▶ [ACTIONS TO TAKE]
[a] Retype the passage from the grant article word for word. Begin at the words "The scientists plan" and stop after "and cardiovascular diseases.".
[b] From the grant article below, list each population group in the 25 cohorts with the number of people given for it.

▶ [DOCUMENT PASSAGE]
------

NEW YORK (GenomeWeb News) – A research team at Washington University School of Medicine in St. Louis plans to use an $8 million grant from the National Heart, Lung, and Blood Institute to conduct a large-scale analysis of genetic and lifestyle data from multi-ethnic cohorts, WUSTL said on Monday.
The scientists plan to examine data from more than 30 studies, including genomic information, common cardiovascular measures, and a range of lifestyle factors, to try to identify interactions between genetics and lifestyle that impact cardiovascular disease risk. The study will pull together data from more than 300,000 subjects of European, African, Hispanic, and Asian descent, and will be large and inclusive enough to provide "a broad view" of how genetic and lifestyle interactions play out in different ethnic groups.
WUSTL Professor Dabeeru Rao, principal investigator on the grant, said in a statement that the project is "unprecedented in many ways," particularly because it is much larger than other studies of genetic and lifestyle interactions and cardiovascular diseases.
"We have compelling preliminary data that highlight the potential of these investigations," Rao said. "We found, for example, several novel genes associated with high blood pressure that were not previously known until the interactions with alcohol consumption or education were brought in."
The researchers hope the study will have an impact on clinical practice for treating cardiovascular diseases, particularly by identifying underlying biological pathways and incorporating that information with lifestyle or pharmacologic interventions that could improve patients' disease risk.
In recent years, genome-wide association studies have identified hundreds of common genetic variants associated with traits related to cardiovascular disease, such as blood pressure and cholesterol levels, but most of these variants have only small effects or modify risk only slightly and can only account for a small proportion of variations within these traits, the authors said in their research proposal.
The heavy emphasis on identifying common variants, which may only have small effects, in past research has made it harder to discover new genes that have larger effects on disease traits, they said.
This study will be "the first systematic, well-powered, large consortium-level effort for systematically evaluating gene-lifestyle interactions," they added.
The investigators will examine data from 25 cohorts that include phenotype and lifestyle information, GWAS data, and information on rare variants generated via exome chip analysis. These cohorts will include nearly 91,000 European Americans, almost 35,000 African Americans, more than 13,000 Hispanic Americans, and roughly 12,400 Asians.
They will conduct replication studies based on the Global BP Genetics and Global Lipids Genetics Consortium, which together have an aggregate sample size of nearly 161,000.
WUSTL Professor Ingrid Borecki, also a PI on the project, said large, collaborative epidemiologic studies like this one offer a "nontraditional mode of scientific cooperation that continues to provide greater insight into the genetic architecture of cardiovascular disease than we have been able to achieve in the past."

------

▶ [MATERIAL SHOWN]
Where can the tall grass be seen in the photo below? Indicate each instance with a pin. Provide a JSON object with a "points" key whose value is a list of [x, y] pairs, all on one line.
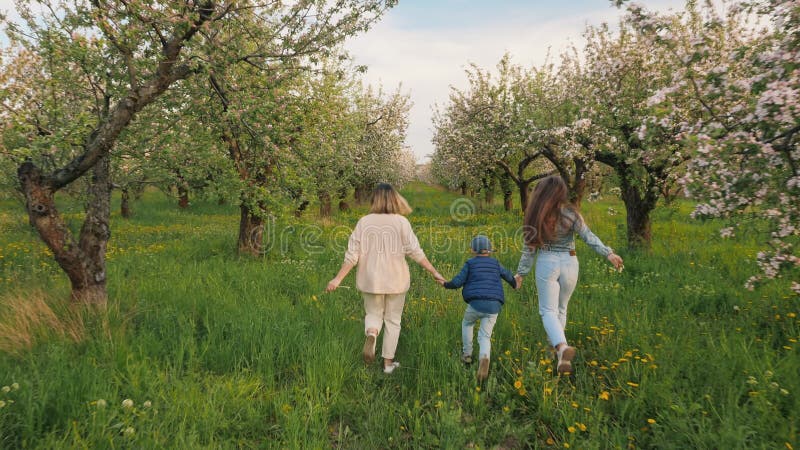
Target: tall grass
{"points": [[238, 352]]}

------

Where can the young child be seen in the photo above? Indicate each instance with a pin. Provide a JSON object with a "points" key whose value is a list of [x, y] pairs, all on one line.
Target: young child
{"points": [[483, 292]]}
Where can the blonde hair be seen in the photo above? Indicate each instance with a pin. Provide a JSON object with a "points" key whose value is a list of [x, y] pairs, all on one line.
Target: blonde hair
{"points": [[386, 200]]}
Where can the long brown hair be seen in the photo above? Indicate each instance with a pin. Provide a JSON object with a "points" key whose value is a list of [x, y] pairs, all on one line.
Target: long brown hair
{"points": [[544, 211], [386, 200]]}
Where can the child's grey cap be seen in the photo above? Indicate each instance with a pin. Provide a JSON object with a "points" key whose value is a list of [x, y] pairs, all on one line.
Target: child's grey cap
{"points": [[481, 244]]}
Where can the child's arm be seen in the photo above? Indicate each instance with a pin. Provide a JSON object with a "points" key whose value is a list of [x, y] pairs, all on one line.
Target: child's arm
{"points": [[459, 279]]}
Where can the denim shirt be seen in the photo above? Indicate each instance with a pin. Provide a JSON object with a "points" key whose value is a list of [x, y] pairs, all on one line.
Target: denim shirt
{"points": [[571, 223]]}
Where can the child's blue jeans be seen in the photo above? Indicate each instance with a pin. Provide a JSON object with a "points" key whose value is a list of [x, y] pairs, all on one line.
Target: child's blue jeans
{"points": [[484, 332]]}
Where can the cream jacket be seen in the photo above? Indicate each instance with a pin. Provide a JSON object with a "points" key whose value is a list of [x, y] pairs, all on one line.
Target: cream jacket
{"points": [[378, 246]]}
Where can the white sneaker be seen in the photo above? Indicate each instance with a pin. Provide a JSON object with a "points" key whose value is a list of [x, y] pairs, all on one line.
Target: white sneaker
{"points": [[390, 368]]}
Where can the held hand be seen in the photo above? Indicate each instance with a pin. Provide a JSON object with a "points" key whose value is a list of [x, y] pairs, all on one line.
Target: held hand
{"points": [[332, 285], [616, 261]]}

------

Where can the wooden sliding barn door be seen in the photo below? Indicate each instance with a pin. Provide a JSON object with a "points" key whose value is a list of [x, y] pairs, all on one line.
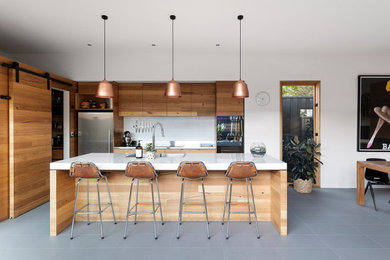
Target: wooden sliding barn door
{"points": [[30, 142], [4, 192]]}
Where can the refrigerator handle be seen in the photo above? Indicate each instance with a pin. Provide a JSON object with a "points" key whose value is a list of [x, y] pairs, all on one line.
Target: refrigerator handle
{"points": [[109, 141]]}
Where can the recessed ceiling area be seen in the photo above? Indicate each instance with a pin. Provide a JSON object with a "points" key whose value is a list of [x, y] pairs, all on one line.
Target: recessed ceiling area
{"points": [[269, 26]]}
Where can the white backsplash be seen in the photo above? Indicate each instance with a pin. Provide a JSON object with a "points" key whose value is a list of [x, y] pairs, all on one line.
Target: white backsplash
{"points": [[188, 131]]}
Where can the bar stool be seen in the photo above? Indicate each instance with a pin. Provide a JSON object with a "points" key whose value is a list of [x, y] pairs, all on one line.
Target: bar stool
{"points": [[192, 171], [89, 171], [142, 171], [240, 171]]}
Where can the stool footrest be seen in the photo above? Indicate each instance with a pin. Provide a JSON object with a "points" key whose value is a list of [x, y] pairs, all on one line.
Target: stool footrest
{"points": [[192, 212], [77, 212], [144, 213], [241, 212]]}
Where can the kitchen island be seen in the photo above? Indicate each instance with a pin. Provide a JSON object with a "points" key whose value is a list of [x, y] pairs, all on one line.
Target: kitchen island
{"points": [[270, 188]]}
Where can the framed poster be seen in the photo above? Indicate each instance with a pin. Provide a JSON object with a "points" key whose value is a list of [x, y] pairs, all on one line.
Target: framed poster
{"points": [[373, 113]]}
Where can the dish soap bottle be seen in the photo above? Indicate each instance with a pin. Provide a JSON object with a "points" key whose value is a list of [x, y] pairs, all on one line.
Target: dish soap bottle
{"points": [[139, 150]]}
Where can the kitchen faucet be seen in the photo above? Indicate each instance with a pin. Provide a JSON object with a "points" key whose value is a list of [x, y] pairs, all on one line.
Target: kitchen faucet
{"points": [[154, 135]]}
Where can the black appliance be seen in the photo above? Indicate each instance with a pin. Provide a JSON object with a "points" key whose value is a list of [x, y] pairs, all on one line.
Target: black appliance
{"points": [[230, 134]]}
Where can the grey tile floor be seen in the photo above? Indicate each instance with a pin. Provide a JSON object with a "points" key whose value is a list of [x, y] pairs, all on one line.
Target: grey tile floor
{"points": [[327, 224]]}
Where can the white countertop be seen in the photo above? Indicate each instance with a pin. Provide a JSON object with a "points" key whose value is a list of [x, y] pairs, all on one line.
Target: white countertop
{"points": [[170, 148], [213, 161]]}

------

▶ [ANSWERS FOR THE EXERCISE]
[a]
The scientists plan to examine data from more than 30 studies, including genomic information, common cardiovascular measures, and a range of lifestyle factors, to try to identify interactions between genetics and lifestyle that impact cardiovascular disease risk. The study will pull together data from more than 300,000 subjects of European, African, Hispanic, and Asian descent, and will be large and inclusive enough to provide "a broad view" of how genetic and lifestyle interactions play out in different ethnic groups.
WUSTL Professor Dabeeru Rao, principal investigator on the grant, said in a statement that the project is "unprecedented in many ways," particularly because it is much larger than other studies of genetic and lifestyle interactions and cardiovascular diseases.

[b]
- European Americans: nearly 91,000
- African Americans: almost 35,000
- Hispanic Americans: more than 13,000
- Asians: roughly 12,400